> [EXERCISE BRIEF]:
Copy out the data below in full, replacing each "white window frame" with "white door frame" and keeping everything else the same.

> [DATA LISTING]:
- - - - - - -

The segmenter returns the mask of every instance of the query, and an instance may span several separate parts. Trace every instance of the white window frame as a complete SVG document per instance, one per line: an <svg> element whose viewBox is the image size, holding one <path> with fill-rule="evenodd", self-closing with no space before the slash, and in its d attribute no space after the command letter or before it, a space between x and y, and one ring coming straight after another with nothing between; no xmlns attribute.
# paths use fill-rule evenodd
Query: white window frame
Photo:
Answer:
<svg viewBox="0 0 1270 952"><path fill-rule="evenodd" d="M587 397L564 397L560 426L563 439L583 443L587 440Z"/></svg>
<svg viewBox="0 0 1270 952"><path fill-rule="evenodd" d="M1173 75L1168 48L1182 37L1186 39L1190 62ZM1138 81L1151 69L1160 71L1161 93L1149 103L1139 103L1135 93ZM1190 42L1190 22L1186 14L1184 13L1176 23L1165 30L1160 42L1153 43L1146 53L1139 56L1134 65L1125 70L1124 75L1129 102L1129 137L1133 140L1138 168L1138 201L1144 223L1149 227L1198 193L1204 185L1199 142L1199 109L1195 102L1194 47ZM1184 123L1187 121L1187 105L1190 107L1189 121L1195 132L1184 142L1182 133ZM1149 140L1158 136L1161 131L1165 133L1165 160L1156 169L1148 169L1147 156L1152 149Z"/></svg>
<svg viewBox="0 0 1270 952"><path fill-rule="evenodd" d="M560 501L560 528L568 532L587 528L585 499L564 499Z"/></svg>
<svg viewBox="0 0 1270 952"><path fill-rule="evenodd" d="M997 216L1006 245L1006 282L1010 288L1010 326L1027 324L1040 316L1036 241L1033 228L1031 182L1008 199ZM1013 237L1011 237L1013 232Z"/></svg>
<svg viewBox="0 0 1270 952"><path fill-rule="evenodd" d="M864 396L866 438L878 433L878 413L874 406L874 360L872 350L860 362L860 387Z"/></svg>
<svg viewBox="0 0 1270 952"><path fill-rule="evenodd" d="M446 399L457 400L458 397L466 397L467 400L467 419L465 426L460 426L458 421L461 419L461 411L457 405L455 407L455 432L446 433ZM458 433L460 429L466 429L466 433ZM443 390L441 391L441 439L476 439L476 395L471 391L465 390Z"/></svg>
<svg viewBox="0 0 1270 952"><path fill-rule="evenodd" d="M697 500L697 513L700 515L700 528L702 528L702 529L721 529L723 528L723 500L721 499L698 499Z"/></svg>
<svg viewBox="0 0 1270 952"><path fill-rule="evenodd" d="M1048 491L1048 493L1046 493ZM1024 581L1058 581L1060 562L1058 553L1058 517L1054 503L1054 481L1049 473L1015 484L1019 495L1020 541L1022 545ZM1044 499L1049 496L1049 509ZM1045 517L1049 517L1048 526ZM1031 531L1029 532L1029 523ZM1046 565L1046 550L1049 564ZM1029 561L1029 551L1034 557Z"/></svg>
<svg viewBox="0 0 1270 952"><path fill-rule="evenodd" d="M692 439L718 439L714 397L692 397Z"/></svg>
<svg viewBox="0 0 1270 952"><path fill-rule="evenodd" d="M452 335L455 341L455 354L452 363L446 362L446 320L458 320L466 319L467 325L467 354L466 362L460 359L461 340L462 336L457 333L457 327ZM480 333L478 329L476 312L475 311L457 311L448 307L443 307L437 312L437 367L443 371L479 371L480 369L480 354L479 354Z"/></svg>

- - - - - - -

> [THE ANSWER]:
The segmenter returns the mask of every instance of the query, and an instance may span several separate parts. Trace every instance of the white door frame as a complete SVG document per instance, one per line: an <svg> element whose viewBox is the image size, holding one <path> with fill-rule="evenodd", self-closing with no space before the slash, and in its d attribute no space after the command letter or before it, a space between x and y, and one ring coming straight after another with nothing between; no xmlns attribute.
# paths use fill-rule evenodd
Query: white door frame
Photo:
Answer:
<svg viewBox="0 0 1270 952"><path fill-rule="evenodd" d="M587 397L564 397L560 426L563 439L583 443L587 440Z"/></svg>
<svg viewBox="0 0 1270 952"><path fill-rule="evenodd" d="M1173 75L1168 48L1182 37L1186 39L1190 62ZM1138 81L1151 69L1160 71L1161 93L1149 103L1139 103L1135 93ZM1190 42L1190 22L1186 14L1184 13L1176 23L1165 30L1160 42L1153 43L1146 53L1139 56L1134 65L1125 70L1124 75L1129 102L1129 137L1133 140L1138 168L1138 201L1144 223L1149 227L1198 193L1204 185L1199 142L1199 109L1195 102L1194 47ZM1184 123L1187 121L1187 105L1190 107L1189 121L1195 132L1184 142L1182 133ZM1149 140L1158 136L1161 131L1165 133L1165 160L1156 169L1148 169L1147 156L1152 149Z"/></svg>
<svg viewBox="0 0 1270 952"><path fill-rule="evenodd" d="M560 501L560 528L568 532L587 528L585 499L564 499Z"/></svg>
<svg viewBox="0 0 1270 952"><path fill-rule="evenodd" d="M997 216L1006 245L1006 282L1010 288L1010 326L1027 324L1040 316L1036 241L1033 228L1031 182L1008 199ZM1013 237L1011 237L1013 232Z"/></svg>
<svg viewBox="0 0 1270 952"><path fill-rule="evenodd" d="M864 396L866 438L878 433L878 413L874 406L874 360L872 350L860 362L860 387Z"/></svg>
<svg viewBox="0 0 1270 952"><path fill-rule="evenodd" d="M446 399L457 400L458 397L466 397L467 400L467 419L465 426L460 426L458 421L461 419L461 411L457 405L455 407L455 432L446 433ZM458 433L460 429L466 429L466 433ZM443 390L441 391L441 439L476 439L476 395L471 391L465 390Z"/></svg>
<svg viewBox="0 0 1270 952"><path fill-rule="evenodd" d="M697 500L697 513L700 515L700 528L702 528L702 529L721 529L723 528L723 500L721 499L698 499Z"/></svg>
<svg viewBox="0 0 1270 952"><path fill-rule="evenodd" d="M1048 491L1048 493L1046 493ZM1024 581L1058 581L1060 562L1058 553L1058 517L1054 503L1054 481L1049 473L1015 484L1019 495L1020 541L1022 545ZM1044 499L1049 496L1049 509ZM1045 517L1049 517L1048 526ZM1031 531L1029 532L1029 523ZM1046 565L1046 550L1049 564ZM1029 561L1029 551L1034 557Z"/></svg>
<svg viewBox="0 0 1270 952"><path fill-rule="evenodd" d="M692 439L718 439L714 397L692 397Z"/></svg>
<svg viewBox="0 0 1270 952"><path fill-rule="evenodd" d="M452 335L455 341L455 354L452 363L446 362L446 320L458 320L466 319L467 325L467 354L466 362L460 359L461 340L462 336L457 333L457 327ZM480 333L478 329L476 312L475 311L457 311L448 307L443 307L437 312L437 367L443 371L479 371L480 369L480 354L479 354Z"/></svg>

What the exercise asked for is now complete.